_GIVEN REQUEST:_
Return, unchanged, the lines of the data below, starting at the line that contains "Search the above image: is any stone block" and ending at the final line of the data.

== DATA SECTION

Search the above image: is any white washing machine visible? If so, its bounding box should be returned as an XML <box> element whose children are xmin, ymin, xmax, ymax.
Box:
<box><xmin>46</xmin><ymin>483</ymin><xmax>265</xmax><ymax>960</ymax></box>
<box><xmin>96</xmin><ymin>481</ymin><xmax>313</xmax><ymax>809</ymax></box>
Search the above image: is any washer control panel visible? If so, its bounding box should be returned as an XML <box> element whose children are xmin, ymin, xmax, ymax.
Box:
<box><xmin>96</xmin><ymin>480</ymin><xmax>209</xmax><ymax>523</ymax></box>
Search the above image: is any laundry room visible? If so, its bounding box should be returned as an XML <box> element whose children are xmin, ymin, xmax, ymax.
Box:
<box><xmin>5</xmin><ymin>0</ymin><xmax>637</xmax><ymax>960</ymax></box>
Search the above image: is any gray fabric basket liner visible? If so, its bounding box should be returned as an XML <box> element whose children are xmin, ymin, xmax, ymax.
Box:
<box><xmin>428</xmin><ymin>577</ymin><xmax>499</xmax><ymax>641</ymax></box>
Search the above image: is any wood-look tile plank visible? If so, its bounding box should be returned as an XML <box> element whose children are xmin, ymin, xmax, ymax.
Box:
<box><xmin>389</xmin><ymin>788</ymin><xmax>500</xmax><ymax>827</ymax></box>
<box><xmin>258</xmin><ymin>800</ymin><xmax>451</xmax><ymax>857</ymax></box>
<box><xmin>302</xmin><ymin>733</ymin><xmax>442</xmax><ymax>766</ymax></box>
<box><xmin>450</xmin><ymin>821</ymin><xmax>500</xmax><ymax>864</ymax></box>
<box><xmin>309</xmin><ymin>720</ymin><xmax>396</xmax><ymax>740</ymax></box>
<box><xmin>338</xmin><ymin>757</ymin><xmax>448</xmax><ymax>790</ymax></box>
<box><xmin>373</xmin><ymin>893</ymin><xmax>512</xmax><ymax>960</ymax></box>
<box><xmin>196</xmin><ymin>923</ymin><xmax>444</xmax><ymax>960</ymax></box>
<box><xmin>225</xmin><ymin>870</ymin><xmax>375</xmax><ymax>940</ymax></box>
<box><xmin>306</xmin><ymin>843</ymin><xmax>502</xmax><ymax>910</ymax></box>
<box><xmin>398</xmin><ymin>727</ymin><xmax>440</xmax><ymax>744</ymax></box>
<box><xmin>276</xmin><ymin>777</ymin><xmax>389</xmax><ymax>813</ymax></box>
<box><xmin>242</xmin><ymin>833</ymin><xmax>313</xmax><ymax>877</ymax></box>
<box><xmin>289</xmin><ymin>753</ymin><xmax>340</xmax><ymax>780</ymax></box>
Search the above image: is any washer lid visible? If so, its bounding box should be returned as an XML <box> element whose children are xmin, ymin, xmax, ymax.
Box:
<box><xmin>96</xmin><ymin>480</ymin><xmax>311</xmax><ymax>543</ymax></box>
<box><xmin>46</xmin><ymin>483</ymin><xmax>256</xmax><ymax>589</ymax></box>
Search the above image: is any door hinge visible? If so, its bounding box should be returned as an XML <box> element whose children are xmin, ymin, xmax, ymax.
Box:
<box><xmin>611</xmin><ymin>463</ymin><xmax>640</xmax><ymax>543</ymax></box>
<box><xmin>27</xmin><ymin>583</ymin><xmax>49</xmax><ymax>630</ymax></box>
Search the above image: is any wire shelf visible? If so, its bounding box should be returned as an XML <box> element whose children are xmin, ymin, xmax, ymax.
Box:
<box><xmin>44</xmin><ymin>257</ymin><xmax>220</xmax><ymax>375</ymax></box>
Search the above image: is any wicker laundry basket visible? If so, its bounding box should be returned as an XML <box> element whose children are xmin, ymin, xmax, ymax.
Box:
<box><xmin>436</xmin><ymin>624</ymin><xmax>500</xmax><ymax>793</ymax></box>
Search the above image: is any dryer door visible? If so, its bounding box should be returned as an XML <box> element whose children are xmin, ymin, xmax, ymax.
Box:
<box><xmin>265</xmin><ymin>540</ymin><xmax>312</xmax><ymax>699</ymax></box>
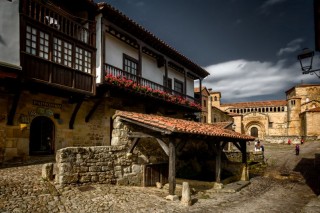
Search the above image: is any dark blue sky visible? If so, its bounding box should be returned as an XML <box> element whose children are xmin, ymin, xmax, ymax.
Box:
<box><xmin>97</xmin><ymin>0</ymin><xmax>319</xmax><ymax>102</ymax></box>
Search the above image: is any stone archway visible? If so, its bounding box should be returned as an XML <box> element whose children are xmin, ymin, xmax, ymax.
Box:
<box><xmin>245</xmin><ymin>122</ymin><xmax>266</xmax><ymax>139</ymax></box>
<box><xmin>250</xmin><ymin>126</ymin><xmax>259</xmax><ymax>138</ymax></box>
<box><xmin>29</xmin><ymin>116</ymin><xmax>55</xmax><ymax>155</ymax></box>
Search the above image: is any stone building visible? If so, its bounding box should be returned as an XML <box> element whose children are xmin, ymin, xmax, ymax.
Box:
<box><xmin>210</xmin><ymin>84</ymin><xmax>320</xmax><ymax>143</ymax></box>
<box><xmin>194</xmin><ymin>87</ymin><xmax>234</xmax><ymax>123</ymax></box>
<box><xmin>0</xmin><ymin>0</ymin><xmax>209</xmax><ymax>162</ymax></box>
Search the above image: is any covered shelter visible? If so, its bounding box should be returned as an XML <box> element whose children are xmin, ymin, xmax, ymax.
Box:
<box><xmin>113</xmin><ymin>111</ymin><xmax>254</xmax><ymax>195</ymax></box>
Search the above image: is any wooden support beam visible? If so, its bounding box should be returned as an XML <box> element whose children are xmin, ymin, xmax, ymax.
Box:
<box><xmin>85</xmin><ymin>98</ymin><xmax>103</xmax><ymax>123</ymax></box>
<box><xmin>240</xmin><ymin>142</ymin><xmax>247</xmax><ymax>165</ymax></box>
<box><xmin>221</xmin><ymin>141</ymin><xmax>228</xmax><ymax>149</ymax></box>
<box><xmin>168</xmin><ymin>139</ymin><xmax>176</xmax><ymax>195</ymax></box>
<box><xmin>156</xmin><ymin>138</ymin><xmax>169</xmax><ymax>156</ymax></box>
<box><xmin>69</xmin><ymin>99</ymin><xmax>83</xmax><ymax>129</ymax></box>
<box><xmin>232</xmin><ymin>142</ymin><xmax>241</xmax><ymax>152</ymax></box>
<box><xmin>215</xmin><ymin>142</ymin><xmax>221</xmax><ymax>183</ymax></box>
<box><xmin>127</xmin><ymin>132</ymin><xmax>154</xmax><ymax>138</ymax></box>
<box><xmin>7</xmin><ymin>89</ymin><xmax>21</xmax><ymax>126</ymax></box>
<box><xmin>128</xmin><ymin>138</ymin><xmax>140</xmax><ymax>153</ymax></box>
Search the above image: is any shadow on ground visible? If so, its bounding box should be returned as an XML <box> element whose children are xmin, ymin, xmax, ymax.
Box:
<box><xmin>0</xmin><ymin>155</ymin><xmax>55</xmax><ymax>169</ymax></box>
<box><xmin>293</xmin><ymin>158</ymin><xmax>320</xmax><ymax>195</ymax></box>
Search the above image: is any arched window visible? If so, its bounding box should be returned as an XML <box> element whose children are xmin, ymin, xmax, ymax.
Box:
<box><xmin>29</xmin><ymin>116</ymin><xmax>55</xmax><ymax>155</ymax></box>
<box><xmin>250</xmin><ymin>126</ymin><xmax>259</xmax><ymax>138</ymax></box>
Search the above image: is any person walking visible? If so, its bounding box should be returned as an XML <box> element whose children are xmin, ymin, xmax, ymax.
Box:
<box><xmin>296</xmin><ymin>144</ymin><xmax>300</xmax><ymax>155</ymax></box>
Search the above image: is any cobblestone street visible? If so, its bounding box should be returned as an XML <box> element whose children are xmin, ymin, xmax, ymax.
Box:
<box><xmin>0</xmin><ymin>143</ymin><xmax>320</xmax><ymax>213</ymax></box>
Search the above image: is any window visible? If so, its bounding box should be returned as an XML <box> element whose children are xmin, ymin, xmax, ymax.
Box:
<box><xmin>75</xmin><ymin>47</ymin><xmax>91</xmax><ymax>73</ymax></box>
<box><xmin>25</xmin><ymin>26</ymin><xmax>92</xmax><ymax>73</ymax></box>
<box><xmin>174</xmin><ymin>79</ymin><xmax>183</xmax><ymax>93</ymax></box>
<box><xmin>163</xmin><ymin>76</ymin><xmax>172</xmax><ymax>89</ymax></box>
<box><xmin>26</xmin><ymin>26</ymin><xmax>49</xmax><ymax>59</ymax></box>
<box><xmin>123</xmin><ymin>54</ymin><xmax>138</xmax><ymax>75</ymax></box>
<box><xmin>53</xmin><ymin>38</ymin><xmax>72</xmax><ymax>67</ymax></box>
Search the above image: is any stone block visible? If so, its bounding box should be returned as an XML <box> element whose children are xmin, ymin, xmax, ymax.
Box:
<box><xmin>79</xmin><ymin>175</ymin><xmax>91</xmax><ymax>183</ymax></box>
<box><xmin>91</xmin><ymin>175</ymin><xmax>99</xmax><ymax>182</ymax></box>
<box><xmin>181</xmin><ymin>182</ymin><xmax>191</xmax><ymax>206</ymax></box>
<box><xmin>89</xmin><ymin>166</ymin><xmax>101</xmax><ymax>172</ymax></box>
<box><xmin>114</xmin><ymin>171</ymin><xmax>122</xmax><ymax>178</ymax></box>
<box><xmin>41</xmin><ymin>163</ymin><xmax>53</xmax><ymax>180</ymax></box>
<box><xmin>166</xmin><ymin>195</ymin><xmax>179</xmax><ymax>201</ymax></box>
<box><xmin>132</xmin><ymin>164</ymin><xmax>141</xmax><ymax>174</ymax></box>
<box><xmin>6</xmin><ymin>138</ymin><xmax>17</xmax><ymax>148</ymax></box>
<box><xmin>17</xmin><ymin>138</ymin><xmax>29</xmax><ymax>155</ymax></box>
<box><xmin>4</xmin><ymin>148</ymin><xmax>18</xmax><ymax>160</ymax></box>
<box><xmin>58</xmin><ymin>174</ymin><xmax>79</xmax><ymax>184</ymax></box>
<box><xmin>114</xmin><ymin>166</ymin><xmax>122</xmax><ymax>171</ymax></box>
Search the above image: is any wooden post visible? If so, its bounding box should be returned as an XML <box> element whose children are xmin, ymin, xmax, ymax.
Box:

====

_RIGHT ANSWER:_
Search the above image: is any stone block visible? If so, its bounding box should be returned as an XML <box> element whose children are xmin, ymin, xmax, ymax.
Box:
<box><xmin>79</xmin><ymin>175</ymin><xmax>91</xmax><ymax>183</ymax></box>
<box><xmin>91</xmin><ymin>175</ymin><xmax>99</xmax><ymax>182</ymax></box>
<box><xmin>181</xmin><ymin>182</ymin><xmax>191</xmax><ymax>206</ymax></box>
<box><xmin>89</xmin><ymin>166</ymin><xmax>101</xmax><ymax>172</ymax></box>
<box><xmin>114</xmin><ymin>171</ymin><xmax>122</xmax><ymax>178</ymax></box>
<box><xmin>41</xmin><ymin>163</ymin><xmax>53</xmax><ymax>180</ymax></box>
<box><xmin>166</xmin><ymin>195</ymin><xmax>179</xmax><ymax>201</ymax></box>
<box><xmin>132</xmin><ymin>164</ymin><xmax>141</xmax><ymax>174</ymax></box>
<box><xmin>6</xmin><ymin>138</ymin><xmax>17</xmax><ymax>148</ymax></box>
<box><xmin>17</xmin><ymin>138</ymin><xmax>29</xmax><ymax>155</ymax></box>
<box><xmin>4</xmin><ymin>148</ymin><xmax>18</xmax><ymax>160</ymax></box>
<box><xmin>58</xmin><ymin>174</ymin><xmax>79</xmax><ymax>184</ymax></box>
<box><xmin>114</xmin><ymin>166</ymin><xmax>122</xmax><ymax>171</ymax></box>
Search the above image: is any wooden post visible? If so, its bounding box should be returned as an XML <box> element whose children are xmin, ymin, xmax, ymax.
Box:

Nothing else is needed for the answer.